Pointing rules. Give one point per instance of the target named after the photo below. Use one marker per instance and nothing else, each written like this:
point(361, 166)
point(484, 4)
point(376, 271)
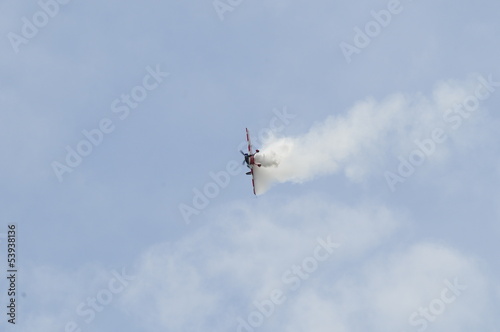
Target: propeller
--*--
- PROBLEM REQUIREMENTS: Please reproduce each entry above word for word and keep the pictures out of the copy.

- RESULT OF THE TASK:
Pointing rules. Give one point per instance of the target named after the photo below. Use one marker per instance and nothing else, each written like this:
point(361, 166)
point(484, 4)
point(376, 271)
Target: propeller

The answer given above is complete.